Check your understanding -
1. Answer these questions using the AI thread.
(a) Which version control system did the writer of the analogy expect to move away from at some point?
(b) What does that same writer let people do with LLMs, and under what circumstances?
(c) In the reply addressed to @dashdsrdash and @matt, for what kind of situation is the earlier writer called absolutely correct?
2. List every thing that the opening post of the AI thread describes as important.
3. Print the AI thread from "I am letting" up to and including "and unarguably verified.".

Text -
I'm a bit worried about the discourse around #ai.

It's totally OK to have strong opinions either way, but I feel like in certain circles it's becoming a purity test.

Do you hold the RIGHT opinions about AI, how it's trained and how it's used?

I think pointing out the dangers is important. Pointing out the risks is important, but recognizing that the situation is nuanced and complex is important as well.

#AI
in reply to Matt Campbell

@matt
To make an analogy to something much less divisive: it was clear to me that at some point, we would want to move away from subversion to some other version control system. It was also clear that the market would eventually settle down, and whatever won would have a clear upgrade path from subversion -- but that couldn't be said for all of the intermediate contenders.

So it was prudent to avoid moving until the winner clearly emerged.

I am letting people play with LLMs in controlled circumstances, wtihout ever putting their results into production and clearly marking what they do and how they got there. Someday it may crash and burn; someday it might produce something worthwhile and sustainable. But until then, the responsible thing to do is not to do it.

in reply to -dsr- (hypoparenthetically)

@dashdsrdash @matt You are absolutely correct for any situation where correctness cannot be trivially and unarguably verified.

There are situations however where correctness is a binary toggle and as plain as the nose on my face.

Does the web interface look like how I want?

Extracted material -
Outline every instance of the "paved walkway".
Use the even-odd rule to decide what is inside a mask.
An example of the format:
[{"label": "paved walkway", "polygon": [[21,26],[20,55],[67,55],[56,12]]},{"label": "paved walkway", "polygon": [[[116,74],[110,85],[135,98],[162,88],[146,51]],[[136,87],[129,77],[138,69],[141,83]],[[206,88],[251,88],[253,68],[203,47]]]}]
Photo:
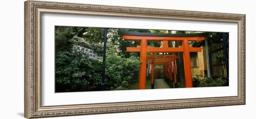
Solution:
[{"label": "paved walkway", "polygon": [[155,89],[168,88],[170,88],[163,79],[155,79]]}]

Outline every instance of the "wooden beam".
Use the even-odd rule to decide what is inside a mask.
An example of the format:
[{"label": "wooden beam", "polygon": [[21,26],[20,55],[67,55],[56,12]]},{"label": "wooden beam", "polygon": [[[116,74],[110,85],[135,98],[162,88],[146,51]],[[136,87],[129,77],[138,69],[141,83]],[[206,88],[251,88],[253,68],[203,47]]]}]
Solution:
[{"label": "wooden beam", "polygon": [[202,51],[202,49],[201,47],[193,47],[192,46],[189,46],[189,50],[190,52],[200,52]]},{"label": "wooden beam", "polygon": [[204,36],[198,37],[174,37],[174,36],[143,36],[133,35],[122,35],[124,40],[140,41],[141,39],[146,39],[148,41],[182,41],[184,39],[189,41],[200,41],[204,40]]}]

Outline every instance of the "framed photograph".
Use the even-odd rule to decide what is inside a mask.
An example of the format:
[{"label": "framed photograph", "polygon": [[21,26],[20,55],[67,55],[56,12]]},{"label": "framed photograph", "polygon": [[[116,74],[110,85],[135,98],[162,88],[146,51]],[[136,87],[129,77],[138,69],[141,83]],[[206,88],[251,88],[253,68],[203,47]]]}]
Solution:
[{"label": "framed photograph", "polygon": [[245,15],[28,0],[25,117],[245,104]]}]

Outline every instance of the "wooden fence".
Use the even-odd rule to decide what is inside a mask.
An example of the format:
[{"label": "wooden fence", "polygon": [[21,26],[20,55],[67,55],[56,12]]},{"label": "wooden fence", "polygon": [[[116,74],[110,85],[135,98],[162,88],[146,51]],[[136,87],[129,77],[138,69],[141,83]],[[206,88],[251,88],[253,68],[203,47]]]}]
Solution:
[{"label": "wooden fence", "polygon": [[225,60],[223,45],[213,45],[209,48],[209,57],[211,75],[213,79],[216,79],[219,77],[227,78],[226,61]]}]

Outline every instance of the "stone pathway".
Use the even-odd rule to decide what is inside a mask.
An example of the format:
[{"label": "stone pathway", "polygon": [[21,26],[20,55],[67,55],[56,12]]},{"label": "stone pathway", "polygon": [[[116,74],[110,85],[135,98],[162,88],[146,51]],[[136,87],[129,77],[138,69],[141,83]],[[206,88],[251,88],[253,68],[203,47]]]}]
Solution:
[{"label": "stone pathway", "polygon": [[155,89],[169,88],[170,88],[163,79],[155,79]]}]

---

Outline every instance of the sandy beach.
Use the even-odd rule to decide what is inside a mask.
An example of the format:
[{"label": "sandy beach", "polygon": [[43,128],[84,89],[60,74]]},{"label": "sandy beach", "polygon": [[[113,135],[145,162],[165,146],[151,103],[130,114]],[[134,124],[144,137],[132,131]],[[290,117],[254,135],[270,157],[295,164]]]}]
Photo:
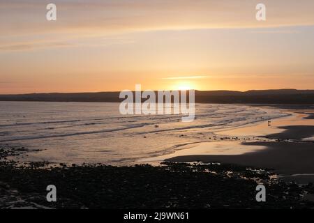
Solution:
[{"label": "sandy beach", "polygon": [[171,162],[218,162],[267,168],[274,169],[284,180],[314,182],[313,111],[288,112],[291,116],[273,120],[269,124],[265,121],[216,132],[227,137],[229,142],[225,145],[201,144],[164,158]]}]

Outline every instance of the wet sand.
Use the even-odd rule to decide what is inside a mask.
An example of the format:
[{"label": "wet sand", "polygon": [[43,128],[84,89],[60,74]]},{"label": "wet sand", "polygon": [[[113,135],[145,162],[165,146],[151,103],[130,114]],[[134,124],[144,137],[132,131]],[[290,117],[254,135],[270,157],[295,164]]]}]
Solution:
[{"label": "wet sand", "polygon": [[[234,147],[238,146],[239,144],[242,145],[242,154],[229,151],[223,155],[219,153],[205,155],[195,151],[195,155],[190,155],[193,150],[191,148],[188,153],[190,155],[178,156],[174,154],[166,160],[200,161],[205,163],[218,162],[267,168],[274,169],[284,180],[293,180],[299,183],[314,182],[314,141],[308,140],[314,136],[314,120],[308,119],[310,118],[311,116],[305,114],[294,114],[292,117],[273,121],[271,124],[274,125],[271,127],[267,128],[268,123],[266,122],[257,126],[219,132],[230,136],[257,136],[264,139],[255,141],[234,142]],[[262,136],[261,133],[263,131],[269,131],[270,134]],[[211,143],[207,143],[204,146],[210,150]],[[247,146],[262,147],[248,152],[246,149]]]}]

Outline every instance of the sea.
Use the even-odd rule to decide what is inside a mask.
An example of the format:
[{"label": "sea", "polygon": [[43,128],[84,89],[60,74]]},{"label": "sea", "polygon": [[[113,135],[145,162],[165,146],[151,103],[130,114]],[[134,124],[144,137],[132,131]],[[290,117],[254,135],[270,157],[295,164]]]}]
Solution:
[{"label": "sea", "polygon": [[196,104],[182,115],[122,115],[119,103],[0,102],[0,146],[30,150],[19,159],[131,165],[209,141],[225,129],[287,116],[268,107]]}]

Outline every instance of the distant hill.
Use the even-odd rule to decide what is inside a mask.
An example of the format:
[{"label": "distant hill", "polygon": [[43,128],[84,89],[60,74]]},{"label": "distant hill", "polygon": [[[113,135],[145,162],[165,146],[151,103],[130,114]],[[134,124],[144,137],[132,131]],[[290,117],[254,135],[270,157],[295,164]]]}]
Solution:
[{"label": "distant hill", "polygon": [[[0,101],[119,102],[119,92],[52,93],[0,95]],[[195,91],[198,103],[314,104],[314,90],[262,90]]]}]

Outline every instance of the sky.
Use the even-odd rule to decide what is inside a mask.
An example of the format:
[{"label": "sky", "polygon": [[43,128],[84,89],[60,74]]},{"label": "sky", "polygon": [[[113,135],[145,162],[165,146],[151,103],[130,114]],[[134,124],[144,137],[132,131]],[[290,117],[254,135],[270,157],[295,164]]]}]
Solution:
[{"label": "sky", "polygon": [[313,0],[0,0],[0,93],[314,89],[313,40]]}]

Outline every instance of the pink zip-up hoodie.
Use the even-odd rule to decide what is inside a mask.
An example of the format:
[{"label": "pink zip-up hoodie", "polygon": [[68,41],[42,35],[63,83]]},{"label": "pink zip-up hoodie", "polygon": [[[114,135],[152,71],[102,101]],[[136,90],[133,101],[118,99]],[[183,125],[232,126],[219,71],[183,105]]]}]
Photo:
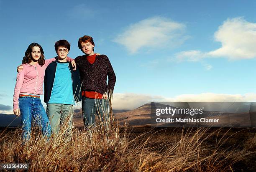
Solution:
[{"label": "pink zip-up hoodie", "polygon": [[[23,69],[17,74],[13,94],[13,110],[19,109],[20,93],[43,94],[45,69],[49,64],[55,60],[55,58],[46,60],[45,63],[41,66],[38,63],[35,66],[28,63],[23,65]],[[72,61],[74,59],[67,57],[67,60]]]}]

Answers below -
1.
(a) Subversion.
(b) The writer lets people play with LLMs in controlled circumstances, without ever putting their results into production, and clearly marking what they do and how they got there.
(c) Any situation where correctness cannot be trivially and unarguably verified.

2.
- Pointing out the dangers
- Pointing out the risks
- Recognizing that the situation is nuanced and complex

3.
I am letting people play with LLMs in controlled circumstances, wtihout ever putting their results into production and clearly marking what they do and how they got there. Someday it may crash and burn; someday it might produce something worthwhile and sustainable. But until then, the responsible thing to do is not to do it.

in reply to -dsr- (hypoparenthetically)

@dashdsrdash @matt You are absolutely correct for any situation where correctness cannot be trivially and unarguably verified.